◆ **EXERCISE DESCRIPTION**:
Set down the listing again, word for word.

◆ **RECORDS PROVIDED**:
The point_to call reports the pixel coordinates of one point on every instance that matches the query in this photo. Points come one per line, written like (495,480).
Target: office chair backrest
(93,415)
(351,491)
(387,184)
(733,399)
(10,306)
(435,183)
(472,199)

◆ **FINISHED TASK**:
The point_to call reports the pixel coordinates of one point on every instance that matches the query in this photo. Points come one per line, written like (495,480).
Target: office chair backrest
(93,415)
(351,491)
(387,184)
(733,399)
(10,306)
(435,183)
(472,199)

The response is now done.